[Your goal] Format the data from its beginning through the line containing "pixel 322 70" as a two-column CSV headed input and output. Give one row for each input with its output, and put each field in quotation marks with its line breaks turned into spaces.

[Supplied entries]
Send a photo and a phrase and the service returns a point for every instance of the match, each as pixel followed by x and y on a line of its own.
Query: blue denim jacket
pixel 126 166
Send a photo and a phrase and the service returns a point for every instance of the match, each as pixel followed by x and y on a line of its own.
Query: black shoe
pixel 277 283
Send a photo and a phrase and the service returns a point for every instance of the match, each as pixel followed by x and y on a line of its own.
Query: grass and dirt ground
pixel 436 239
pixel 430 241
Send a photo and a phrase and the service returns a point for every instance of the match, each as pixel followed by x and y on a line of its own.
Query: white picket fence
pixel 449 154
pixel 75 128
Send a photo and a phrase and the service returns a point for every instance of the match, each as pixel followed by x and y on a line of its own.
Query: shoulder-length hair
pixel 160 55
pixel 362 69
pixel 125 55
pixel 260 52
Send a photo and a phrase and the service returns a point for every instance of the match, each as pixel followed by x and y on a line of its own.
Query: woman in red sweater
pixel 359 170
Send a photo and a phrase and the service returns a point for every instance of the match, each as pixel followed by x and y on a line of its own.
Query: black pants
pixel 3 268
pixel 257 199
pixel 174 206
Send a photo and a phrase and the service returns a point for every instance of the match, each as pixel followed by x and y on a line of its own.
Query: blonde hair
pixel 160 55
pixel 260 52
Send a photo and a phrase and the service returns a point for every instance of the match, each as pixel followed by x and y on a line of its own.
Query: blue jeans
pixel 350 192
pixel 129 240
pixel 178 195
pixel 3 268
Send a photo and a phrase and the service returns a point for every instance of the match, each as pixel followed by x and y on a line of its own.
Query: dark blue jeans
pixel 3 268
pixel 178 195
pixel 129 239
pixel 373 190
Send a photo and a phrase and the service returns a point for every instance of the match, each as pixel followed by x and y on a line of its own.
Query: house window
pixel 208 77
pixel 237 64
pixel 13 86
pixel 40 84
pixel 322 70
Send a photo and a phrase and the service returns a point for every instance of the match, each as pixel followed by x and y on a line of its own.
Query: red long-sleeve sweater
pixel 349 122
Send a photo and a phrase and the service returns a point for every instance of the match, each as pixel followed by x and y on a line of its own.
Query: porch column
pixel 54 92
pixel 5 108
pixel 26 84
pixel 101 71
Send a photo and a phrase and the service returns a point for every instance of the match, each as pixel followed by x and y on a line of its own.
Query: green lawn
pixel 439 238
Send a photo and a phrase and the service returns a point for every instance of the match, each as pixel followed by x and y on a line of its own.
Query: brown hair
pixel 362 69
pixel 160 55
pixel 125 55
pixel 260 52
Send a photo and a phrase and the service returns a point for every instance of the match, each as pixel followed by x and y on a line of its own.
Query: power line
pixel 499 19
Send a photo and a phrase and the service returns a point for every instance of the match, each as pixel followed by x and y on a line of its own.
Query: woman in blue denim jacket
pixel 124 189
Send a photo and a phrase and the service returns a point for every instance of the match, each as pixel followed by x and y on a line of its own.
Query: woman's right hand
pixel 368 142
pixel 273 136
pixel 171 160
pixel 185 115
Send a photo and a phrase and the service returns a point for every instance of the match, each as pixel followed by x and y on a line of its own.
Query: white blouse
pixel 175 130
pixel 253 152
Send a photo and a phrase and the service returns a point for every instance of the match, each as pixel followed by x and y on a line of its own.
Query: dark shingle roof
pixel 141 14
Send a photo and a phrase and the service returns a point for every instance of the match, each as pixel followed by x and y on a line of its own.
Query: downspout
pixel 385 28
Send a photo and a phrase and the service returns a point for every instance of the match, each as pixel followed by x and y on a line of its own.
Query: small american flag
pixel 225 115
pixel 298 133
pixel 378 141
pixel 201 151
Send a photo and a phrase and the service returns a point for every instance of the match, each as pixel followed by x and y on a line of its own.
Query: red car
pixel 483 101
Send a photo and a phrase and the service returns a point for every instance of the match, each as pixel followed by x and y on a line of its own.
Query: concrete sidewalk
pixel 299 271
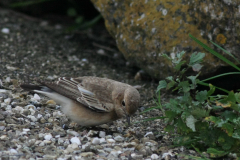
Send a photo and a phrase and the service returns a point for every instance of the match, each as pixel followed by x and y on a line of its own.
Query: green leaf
pixel 228 128
pixel 211 91
pixel 229 115
pixel 226 52
pixel 79 19
pixel 173 105
pixel 196 58
pixel 194 80
pixel 200 113
pixel 215 53
pixel 237 96
pixel 71 12
pixel 197 67
pixel 166 56
pixel 181 127
pixel 202 96
pixel 190 121
pixel 185 86
pixel 169 128
pixel 236 134
pixel 170 85
pixel 170 115
pixel 179 65
pixel 214 153
pixel 27 3
pixel 162 84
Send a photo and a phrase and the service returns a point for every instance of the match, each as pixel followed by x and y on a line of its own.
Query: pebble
pixel 75 140
pixel 154 156
pixel 13 151
pixel 34 119
pixel 95 141
pixel 5 30
pixel 119 138
pixel 51 102
pixel 48 137
pixel 102 134
pixel 102 140
pixel 73 133
pixel 36 97
pixel 136 156
pixel 7 101
pixel 88 155
pixel 111 141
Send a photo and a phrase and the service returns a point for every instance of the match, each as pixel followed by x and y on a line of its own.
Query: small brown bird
pixel 90 101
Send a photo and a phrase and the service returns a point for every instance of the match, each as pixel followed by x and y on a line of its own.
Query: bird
pixel 88 100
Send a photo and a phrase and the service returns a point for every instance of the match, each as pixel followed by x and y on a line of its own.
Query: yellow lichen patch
pixel 221 39
pixel 223 105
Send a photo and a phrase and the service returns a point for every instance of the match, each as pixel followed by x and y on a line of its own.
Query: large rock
pixel 144 29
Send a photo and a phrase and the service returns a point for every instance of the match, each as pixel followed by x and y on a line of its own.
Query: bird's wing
pixel 73 88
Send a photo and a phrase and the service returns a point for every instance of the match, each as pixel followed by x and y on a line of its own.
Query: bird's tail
pixel 30 87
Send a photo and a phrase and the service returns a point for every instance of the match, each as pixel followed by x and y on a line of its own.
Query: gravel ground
pixel 33 127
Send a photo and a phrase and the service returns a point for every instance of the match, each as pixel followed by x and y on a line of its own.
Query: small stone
pixel 71 148
pixel 154 156
pixel 95 141
pixel 34 119
pixel 2 128
pixel 51 102
pixel 119 138
pixel 73 133
pixel 111 141
pixel 102 140
pixel 4 137
pixel 13 151
pixel 5 30
pixel 7 101
pixel 48 137
pixel 18 109
pixel 75 140
pixel 102 134
pixel 88 155
pixel 136 156
pixel 30 106
pixel 114 154
pixel 36 97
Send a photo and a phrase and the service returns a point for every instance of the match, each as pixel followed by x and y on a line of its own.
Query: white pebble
pixel 39 116
pixel 115 153
pixel 36 97
pixel 7 101
pixel 30 106
pixel 75 140
pixel 48 137
pixel 102 140
pixel 154 156
pixel 96 141
pixel 18 109
pixel 148 133
pixel 34 119
pixel 119 138
pixel 5 30
pixel 9 107
pixel 111 141
pixel 13 151
pixel 26 130
pixel 32 111
pixel 71 132
pixel 102 134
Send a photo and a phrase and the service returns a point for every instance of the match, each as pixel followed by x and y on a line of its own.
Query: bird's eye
pixel 123 103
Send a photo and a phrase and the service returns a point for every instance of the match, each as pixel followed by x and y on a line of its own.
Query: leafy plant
pixel 208 122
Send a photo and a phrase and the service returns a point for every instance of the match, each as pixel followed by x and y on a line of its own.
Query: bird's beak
pixel 128 119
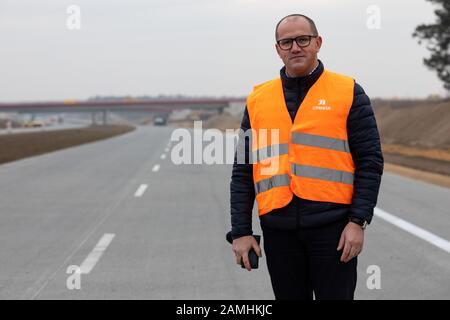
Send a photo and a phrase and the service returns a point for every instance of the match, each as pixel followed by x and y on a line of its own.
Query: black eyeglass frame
pixel 296 39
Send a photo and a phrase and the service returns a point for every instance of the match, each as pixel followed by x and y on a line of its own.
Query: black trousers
pixel 306 261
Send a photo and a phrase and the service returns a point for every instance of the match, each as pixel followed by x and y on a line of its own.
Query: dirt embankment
pixel 21 145
pixel 415 133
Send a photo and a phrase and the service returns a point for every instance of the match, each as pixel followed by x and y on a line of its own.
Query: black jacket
pixel 365 148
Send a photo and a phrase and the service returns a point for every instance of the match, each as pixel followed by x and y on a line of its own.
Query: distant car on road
pixel 159 121
pixel 34 124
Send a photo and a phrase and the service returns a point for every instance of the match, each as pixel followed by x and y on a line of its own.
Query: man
pixel 313 209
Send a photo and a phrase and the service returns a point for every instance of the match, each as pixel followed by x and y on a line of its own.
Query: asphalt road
pixel 142 227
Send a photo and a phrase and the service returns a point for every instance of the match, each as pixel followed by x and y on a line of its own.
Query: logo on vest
pixel 321 105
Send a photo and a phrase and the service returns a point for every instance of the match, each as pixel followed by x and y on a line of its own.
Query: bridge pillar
pixel 104 117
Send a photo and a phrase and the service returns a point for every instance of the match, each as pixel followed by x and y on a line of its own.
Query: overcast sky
pixel 200 47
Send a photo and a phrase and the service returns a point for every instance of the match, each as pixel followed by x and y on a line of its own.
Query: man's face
pixel 299 61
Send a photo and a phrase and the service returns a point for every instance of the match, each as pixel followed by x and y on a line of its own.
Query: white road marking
pixel 92 259
pixel 140 191
pixel 414 230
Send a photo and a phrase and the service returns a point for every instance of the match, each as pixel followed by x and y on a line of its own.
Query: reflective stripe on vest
pixel 322 173
pixel 272 182
pixel 320 141
pixel 269 152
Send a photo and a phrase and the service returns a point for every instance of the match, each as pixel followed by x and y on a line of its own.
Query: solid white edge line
pixel 423 234
pixel 140 191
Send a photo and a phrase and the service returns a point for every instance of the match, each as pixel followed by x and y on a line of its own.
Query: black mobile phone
pixel 252 256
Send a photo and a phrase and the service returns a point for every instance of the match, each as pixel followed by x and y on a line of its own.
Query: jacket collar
pixel 297 83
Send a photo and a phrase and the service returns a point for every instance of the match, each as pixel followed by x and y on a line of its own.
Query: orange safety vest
pixel 309 158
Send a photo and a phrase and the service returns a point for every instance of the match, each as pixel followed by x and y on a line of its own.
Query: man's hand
pixel 352 240
pixel 241 247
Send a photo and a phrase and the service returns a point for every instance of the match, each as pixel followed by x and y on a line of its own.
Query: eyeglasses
pixel 302 41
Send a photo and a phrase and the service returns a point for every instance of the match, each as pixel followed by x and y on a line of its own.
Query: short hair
pixel 310 21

[Correct response]
input,output
"Send a photo and a phrase and the service returns a point for every instance of the match, each as pixel followed by x and y on a line of its own. Query: blue denim jacket","pixel 126 166"
"Send a photo and a phrase and the service returns a point for every instance of the match, each as pixel followed by x and y on a line of its own. Query: black shoe","pixel 277 283"
"Send a photo and a phrase and the service returns a point for every instance of the match, each as pixel followed by x and y on a line of its own. Query: grass and dirt ground","pixel 436 239 pixel 430 241"
"Send a photo and a phrase and the service returns a point for every instance of the match, each as pixel followed by x and y on a line of its own. Query: white picket fence","pixel 449 154 pixel 75 128"
"Send a photo and a phrase and the service returns a point for every instance of the match, each as pixel followed by x and y on a line of its own. Query: shoulder-length hair","pixel 160 55 pixel 362 69 pixel 125 55 pixel 260 52"
"Send a photo and a phrase and the service returns a point for every instance of the match, each as pixel followed by x and y on a line of its own. Query: woman in red sweater","pixel 359 170"
"Send a photo and a phrase and the service returns a point for every instance of the match, each as pixel followed by x and y on a line of its own. Query: black pants","pixel 3 268 pixel 257 199 pixel 174 206"
"Send a photo and a phrase and the service returns a point for every instance of the match, each as pixel followed by x and y on a line of its own. Query: blonde hair","pixel 160 55 pixel 260 52"
"Send a photo and a phrase and the service returns a point for every instance of the match, each as pixel followed by x and y on a line of its own. Query: blue jeans","pixel 350 192 pixel 129 240 pixel 178 195 pixel 3 268"
"Send a photo and a phrase and the service returns a point for every instance of the match, each as pixel followed by x and y on a line of its own. Query: dark blue jeans","pixel 3 268 pixel 178 195 pixel 129 239 pixel 373 190"
"Send a photo and a phrase and the service returns a point for every instance of the match, each as pixel followed by x and y on a line of its own. Query: house window","pixel 208 77 pixel 237 64 pixel 13 86 pixel 40 84 pixel 322 70"